* **PROBLEM A**
Using the Wan-Streamer text, answer yes or no to each statement and quote the words that decide it: (i) Wan-Streamer supports streaming units as short as 160 ms at 25 FPS. (ii) Its total interaction latency is about 200 ms. (iii) The model is trained in two stages.
* **PROBLEM B**
Reproduce the part of the Wan-Streamer text between "Summary (Overview)" and "or video-generation modules.", inclusive.

* **PAGE TEXT**
..............................
Summary (Overview)

  • Wan-Streamer is a native-streaming, end-to-end foundation model for real-time, full-duplex text, audio, and video interaction, using a single Transformer with block-causal attention.
  • Unlike cascaded interactive systems, it jointly learns perception, reasoning, generation, response timing, turn management, and cross-modal synchronization without relying on external VAD, ASR, language, TTS, audio-driven animation, or video-generation modules.
  • The entire stack is designed for causality: strictly causal audio and video VAEs, causal encoders/decoders, block-causal multimodal attention, and full-history autoregressive streaming, enabling streaming units as short as 160 ms at 25 FPS.
  • A deployable thinker-performer inference pipeline preserves the unified model state via KV-cache exchange while overlapping understanding and generation, achieving approximately 200 ms model-side latency and approximately 550 ms total interaction latency (including 350 ms bidirectional network).
  • The model is trained in three stages (independent-task pretraining, end-to-end interaction training, distillation for low-latency streaming) using a broad mixture of understanding, generation, and duplex interaction data, reaching sub-second duplex audio-visual communication without module-boundary waiting times.

Introduction and Theoretical Foundation

Human interaction is fundamentally streaming and full-duplex: we continuously watch, listen, speak, gesture, and interrupt, with perception and expression overlapping. Building artificial systems with the same pattern is increasingly important for embodied assistants, real-time digital humans, live broadcasting, and interactive world models. These applications require a model that continuously consumes audio-visual observations, maintains persistent world and dialogue state, decides when and how to respond, and expresses that response through synchronized language, speech, and video with very low latency.

Recent progress in multimodal language models and video generation has advanced several pieces of this goal, but systems are usually assembled as asymmetric or cascaded pipelines (e.g., separate VAD, ASR, LLM, TTS, avatar rendering). Such pipelines introduce waiting time at module boundaries, accumulate recognition and synchronization errors, and make response timing, turn management, and long-horizon consistency difficult to learn as one behavior.

The core difficulty is that real-time audio-visual interaction is intrinsically full-duplex: when the user is speaking, the agent should produce visible listening behavior; when the agent is responding, it should still perceive user feedback for interruption and adaptation. Different modalities have different token rates, representations, objectives, and latency constraints, yet they must be causally aligned within a single ongoing process. Wan-Streamer addresses this by design: every component operates causally, every new observation is usable immediately, and every generated unit is emitted and committed back into the interaction history.
..............................
(Referring expression data)
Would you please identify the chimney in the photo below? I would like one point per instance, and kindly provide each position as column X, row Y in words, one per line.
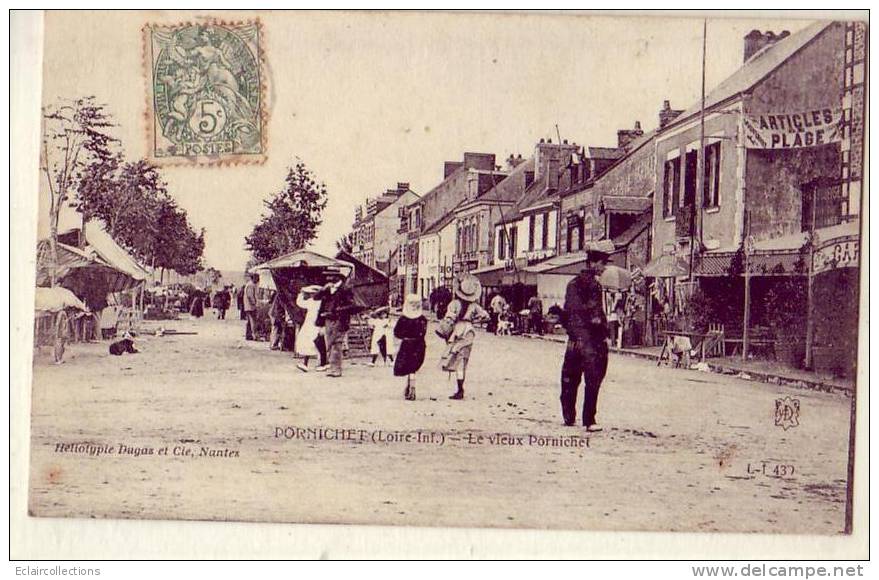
column 667, row 114
column 514, row 161
column 552, row 174
column 449, row 167
column 755, row 41
column 481, row 161
column 626, row 136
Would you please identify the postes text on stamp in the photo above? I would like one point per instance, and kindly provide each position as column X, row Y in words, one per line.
column 206, row 98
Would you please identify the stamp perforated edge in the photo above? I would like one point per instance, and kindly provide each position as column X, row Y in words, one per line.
column 149, row 113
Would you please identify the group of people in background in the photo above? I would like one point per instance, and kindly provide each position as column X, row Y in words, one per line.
column 456, row 330
column 325, row 313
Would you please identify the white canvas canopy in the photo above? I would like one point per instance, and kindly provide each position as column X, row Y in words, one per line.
column 56, row 299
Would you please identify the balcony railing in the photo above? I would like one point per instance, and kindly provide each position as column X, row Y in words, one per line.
column 684, row 220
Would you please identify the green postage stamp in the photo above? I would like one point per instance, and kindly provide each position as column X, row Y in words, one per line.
column 206, row 93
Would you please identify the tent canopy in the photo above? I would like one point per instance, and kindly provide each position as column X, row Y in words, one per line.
column 105, row 247
column 56, row 299
column 302, row 259
column 370, row 286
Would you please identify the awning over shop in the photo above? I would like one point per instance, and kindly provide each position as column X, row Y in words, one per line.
column 633, row 231
column 627, row 204
column 106, row 247
column 520, row 277
column 490, row 276
column 56, row 299
column 555, row 263
column 666, row 266
column 302, row 259
column 76, row 267
column 835, row 247
column 760, row 263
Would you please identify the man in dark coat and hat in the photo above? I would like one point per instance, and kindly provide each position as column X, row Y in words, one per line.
column 586, row 353
column 336, row 309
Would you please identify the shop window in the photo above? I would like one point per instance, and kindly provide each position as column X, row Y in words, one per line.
column 531, row 224
column 711, row 184
column 692, row 163
column 670, row 186
column 545, row 233
column 514, row 231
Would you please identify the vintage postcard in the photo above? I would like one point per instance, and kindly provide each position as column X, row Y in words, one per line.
column 484, row 270
column 205, row 92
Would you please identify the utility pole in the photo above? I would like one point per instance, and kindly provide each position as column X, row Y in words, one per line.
column 696, row 230
column 810, row 323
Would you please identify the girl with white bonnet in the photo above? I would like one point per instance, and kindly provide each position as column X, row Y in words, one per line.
column 309, row 343
column 458, row 330
column 410, row 329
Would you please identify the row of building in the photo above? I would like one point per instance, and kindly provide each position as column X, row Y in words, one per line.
column 780, row 144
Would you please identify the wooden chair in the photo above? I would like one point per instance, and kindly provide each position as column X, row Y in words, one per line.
column 714, row 345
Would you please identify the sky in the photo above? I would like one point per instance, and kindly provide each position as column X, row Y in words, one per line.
column 367, row 100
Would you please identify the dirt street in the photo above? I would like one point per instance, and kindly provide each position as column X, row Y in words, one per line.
column 209, row 426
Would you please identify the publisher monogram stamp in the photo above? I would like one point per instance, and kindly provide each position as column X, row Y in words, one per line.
column 206, row 101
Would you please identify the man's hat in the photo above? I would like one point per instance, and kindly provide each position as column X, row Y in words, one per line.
column 599, row 251
column 468, row 288
column 412, row 306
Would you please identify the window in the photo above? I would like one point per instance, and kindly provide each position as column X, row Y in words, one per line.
column 670, row 186
column 531, row 224
column 575, row 235
column 513, row 235
column 711, row 185
column 692, row 163
column 545, row 236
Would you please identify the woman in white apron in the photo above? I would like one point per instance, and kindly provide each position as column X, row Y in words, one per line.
column 382, row 340
column 306, row 339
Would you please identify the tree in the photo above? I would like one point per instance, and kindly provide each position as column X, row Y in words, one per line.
column 175, row 245
column 132, row 200
column 292, row 219
column 213, row 276
column 75, row 131
column 127, row 197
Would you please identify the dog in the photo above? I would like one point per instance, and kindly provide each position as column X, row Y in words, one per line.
column 126, row 345
column 504, row 327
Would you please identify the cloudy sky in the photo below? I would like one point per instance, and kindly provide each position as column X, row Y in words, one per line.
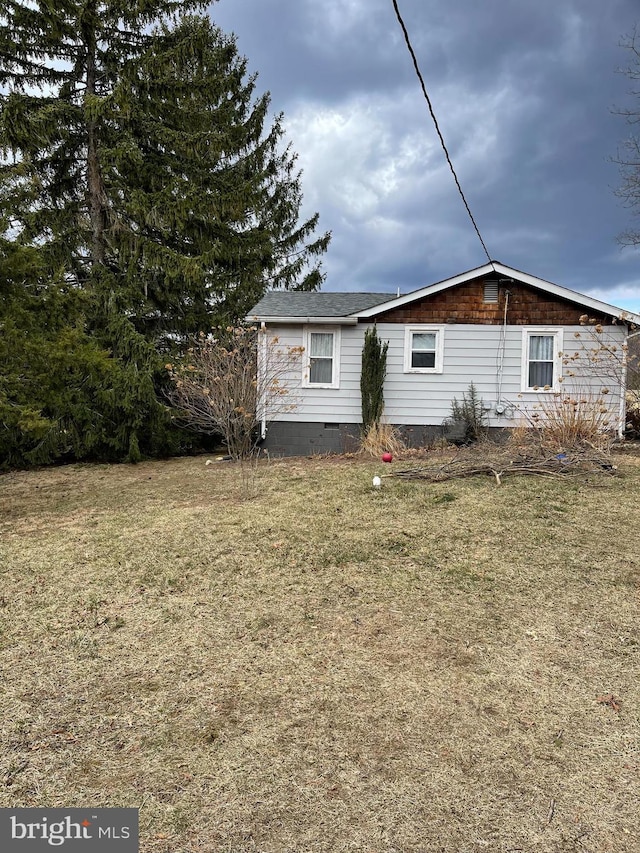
..............................
* **YOUR RESPONSE A**
(i) Yes: "enabling streaming units as short as 160 ms at 25 FPS"
(ii) No: "approximately 550 ms total interaction latency (including 350 ms bidirectional network)"
(iii) No: "The model is trained in three stages"

* **YOUR RESPONSE B**
Summary (Overview)

  • Wan-Streamer is a native-streaming, end-to-end foundation model for real-time, full-duplex text, audio, and video interaction, using a single Transformer with block-causal attention.
  • Unlike cascaded interactive systems, it jointly learns perception, reasoning, generation, response timing, turn management, and cross-modal synchronization without relying on external VAD, ASR, language, TTS, audio-driven animation, or video-generation modules.